■ Exercise description
The line containing "of the gray" marks the end: restate word for word every line from the first line of the entries below through that one.

■ Dataset extract
== Segment start ==

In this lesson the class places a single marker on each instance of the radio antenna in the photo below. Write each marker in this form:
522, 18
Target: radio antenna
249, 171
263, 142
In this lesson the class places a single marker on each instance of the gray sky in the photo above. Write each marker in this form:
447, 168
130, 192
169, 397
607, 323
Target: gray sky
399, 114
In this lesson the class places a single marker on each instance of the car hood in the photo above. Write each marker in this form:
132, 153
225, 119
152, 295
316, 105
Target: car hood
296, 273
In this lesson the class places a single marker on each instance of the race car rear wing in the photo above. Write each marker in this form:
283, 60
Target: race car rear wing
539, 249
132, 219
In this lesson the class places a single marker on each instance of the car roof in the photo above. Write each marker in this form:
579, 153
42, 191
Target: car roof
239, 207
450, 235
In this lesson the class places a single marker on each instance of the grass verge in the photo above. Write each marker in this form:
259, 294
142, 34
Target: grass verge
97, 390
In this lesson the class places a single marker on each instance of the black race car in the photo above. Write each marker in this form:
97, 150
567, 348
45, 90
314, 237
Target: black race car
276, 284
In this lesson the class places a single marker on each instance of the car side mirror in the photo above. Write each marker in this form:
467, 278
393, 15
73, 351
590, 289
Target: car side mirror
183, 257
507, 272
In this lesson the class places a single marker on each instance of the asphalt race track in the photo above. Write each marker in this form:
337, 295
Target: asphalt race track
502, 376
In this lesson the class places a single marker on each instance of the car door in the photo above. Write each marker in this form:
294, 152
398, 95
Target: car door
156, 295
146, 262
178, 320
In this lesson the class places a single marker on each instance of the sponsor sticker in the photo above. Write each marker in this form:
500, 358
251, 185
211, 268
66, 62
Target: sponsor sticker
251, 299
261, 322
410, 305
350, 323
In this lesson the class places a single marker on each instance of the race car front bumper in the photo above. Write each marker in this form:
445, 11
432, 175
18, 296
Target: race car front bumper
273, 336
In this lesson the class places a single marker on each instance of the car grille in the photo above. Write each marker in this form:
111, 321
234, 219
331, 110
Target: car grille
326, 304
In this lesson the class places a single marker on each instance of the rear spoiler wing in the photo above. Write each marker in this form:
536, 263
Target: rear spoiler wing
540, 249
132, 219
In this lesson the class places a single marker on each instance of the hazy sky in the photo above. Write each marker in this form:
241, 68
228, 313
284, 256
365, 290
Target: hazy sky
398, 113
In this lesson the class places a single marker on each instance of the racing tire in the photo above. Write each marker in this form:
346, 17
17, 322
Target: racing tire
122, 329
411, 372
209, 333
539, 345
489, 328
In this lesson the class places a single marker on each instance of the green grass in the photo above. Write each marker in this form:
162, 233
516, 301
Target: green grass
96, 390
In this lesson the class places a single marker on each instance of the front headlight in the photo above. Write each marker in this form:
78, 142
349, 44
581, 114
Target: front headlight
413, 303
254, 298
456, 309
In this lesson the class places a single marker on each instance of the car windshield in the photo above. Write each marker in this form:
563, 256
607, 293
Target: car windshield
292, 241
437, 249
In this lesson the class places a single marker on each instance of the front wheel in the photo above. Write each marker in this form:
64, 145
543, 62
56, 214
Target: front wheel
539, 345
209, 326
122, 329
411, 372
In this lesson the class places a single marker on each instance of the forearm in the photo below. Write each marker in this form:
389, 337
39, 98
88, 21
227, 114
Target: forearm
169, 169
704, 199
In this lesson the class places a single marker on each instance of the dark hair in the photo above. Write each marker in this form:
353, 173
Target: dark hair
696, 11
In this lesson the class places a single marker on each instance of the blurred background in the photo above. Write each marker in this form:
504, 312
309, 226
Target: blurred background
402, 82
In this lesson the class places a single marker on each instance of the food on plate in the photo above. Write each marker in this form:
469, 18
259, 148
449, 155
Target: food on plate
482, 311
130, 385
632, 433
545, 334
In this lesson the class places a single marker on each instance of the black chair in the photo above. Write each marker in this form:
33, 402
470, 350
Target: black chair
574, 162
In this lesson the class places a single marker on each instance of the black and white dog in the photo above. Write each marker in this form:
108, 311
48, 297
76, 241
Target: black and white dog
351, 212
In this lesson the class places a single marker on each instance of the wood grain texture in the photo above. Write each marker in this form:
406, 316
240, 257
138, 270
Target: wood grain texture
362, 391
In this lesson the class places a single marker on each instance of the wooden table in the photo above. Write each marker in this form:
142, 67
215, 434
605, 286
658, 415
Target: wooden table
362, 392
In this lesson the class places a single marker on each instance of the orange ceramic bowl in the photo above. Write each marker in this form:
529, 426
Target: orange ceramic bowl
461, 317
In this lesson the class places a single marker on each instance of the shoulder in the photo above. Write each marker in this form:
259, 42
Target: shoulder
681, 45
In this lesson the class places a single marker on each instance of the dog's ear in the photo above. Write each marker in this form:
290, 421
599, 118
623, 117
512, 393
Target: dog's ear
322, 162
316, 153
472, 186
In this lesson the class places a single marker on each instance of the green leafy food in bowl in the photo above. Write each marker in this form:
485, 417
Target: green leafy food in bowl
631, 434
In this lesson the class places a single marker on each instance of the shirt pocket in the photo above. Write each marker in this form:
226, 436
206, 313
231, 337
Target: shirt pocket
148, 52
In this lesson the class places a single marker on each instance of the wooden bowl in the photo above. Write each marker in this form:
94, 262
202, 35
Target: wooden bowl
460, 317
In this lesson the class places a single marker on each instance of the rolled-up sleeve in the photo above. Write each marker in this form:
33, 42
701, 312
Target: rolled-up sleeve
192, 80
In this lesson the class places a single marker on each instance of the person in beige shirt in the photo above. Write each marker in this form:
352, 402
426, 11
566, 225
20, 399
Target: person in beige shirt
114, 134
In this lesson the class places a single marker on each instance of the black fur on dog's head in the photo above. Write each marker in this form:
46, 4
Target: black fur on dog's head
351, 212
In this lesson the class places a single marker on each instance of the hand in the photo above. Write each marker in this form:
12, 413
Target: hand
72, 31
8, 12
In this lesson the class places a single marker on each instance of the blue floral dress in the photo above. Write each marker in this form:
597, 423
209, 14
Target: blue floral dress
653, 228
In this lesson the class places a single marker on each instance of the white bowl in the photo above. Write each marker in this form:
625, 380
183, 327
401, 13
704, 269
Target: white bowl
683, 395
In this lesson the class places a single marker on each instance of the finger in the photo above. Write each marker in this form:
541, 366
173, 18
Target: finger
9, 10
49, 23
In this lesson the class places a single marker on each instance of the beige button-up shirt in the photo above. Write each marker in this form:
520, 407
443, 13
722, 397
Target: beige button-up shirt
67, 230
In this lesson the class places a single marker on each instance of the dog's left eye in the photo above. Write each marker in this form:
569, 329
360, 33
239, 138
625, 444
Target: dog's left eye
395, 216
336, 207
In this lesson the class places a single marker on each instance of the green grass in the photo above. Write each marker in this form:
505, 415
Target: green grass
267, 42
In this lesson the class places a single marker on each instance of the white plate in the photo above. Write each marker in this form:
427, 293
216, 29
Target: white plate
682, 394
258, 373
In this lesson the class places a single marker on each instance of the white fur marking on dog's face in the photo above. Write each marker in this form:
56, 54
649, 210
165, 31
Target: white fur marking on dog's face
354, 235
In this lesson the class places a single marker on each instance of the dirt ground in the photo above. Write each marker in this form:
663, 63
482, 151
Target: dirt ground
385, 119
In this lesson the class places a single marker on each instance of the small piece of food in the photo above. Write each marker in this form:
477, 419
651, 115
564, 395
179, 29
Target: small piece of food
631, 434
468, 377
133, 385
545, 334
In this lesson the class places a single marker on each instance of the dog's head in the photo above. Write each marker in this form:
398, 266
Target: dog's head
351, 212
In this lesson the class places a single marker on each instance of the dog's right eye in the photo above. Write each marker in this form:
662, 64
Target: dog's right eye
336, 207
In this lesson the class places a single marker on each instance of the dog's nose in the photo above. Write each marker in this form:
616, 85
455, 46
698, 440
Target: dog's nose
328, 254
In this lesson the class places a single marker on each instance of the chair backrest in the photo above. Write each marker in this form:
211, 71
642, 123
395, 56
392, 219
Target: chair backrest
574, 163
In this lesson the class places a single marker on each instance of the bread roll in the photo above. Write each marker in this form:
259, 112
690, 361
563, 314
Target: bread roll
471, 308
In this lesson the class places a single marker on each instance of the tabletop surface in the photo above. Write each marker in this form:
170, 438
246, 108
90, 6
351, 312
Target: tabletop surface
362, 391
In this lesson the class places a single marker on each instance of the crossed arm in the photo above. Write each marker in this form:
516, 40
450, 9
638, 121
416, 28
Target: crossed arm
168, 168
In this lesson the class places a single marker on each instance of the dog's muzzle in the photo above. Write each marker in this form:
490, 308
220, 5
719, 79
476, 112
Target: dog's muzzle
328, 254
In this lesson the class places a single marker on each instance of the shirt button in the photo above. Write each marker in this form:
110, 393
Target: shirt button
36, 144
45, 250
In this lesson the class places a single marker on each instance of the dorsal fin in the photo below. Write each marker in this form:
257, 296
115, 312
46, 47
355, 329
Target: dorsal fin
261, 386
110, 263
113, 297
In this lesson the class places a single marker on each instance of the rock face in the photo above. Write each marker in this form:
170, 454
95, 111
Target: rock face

== Segment end ==

■ Output below
In this lesson the class places a single marker on each instance of the radio antenna in the photo below. Write each marker in this form:
522, 18
Target: radio antenna
249, 171
263, 142
In this lesson the class places a single marker on each instance of the gray sky in the photo above. Write each marker in this form:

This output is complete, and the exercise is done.